Assigned task> The records that follow are to be copied word for word. Pictures should be omitted.

Material to process>
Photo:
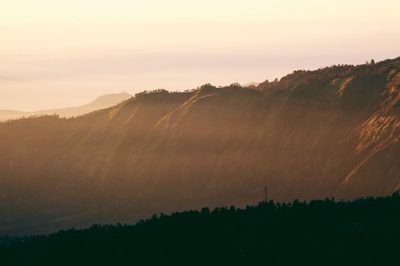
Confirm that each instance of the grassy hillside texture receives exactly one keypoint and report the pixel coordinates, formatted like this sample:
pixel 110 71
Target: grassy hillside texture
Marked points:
pixel 333 132
pixel 361 232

Exercise response>
Photo:
Confirm that each instance of the grassy hillside texture receives exactly one keypoint and report the pixel coordinates, formatted like this sample:
pixel 110 71
Target: grassy hillside texture
Marked points:
pixel 333 132
pixel 361 232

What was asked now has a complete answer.